# Stated exercise
Pick out every line in the rows below that contains the string "photo". Case counts.

# Available records
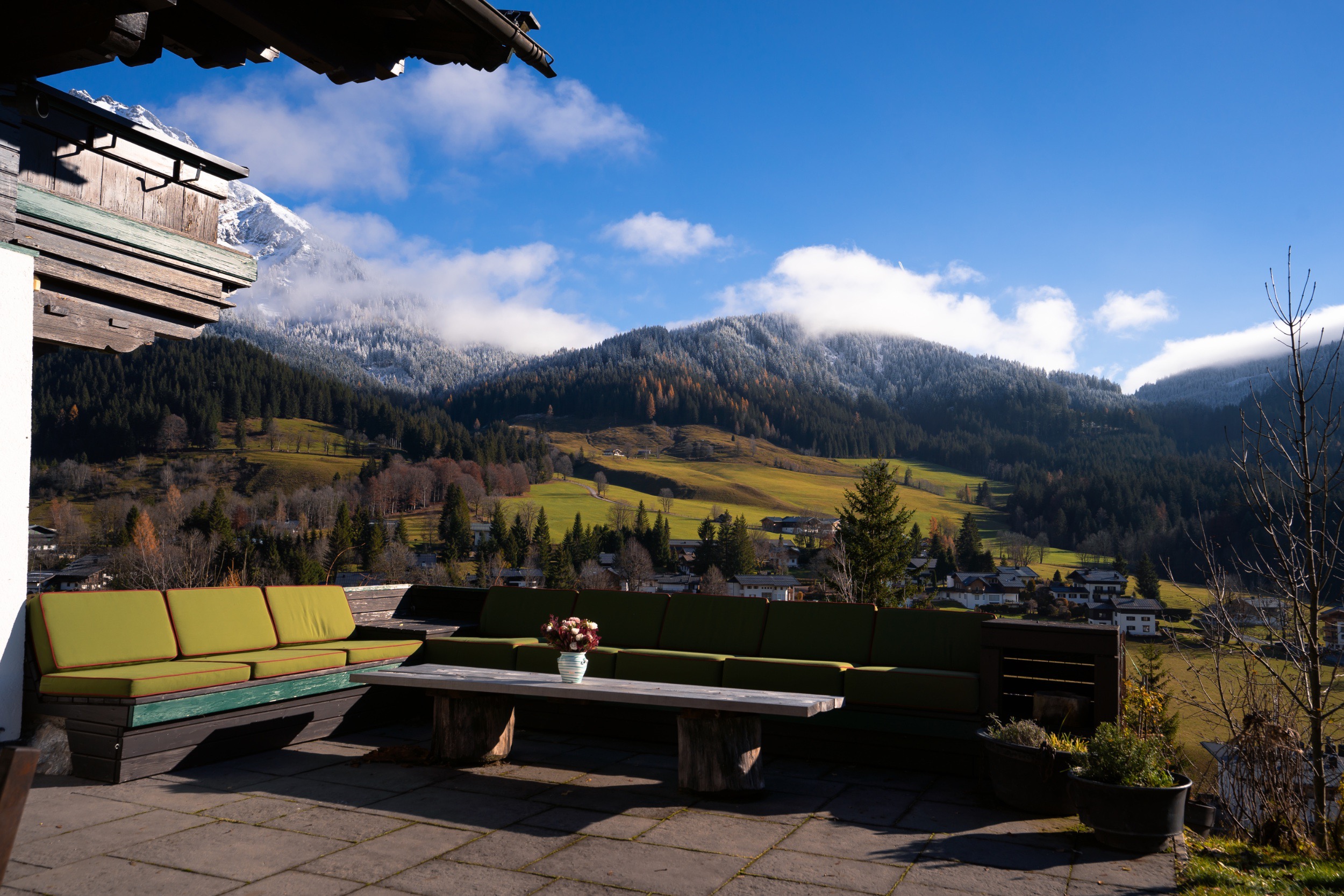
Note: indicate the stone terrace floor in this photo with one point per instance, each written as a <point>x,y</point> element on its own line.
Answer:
--
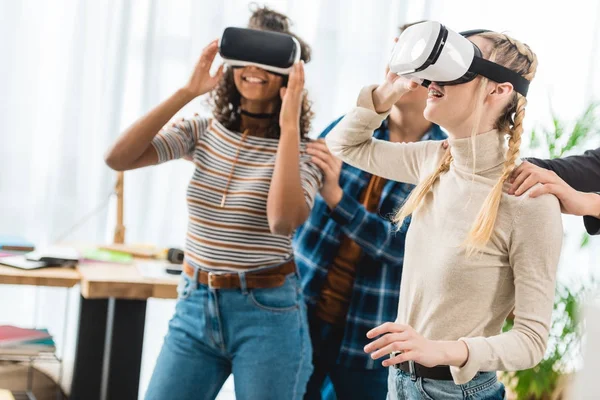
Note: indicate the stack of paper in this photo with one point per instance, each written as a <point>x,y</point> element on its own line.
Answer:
* * *
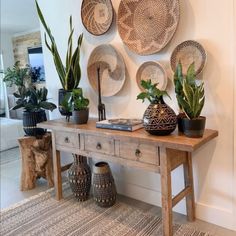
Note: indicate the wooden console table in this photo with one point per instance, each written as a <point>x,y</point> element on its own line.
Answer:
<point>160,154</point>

# Solution for this task
Note: indicate the stone terrace floor in this photo with one point per instance, each written as a <point>x,y</point> element on its own line.
Note: indicate the stack of paper in this photo with one point per instance, each written as a <point>x,y</point> element on its own line.
Note: indicate the wooden console table in this photo with one point per instance, each written as a <point>x,y</point> element on its own line.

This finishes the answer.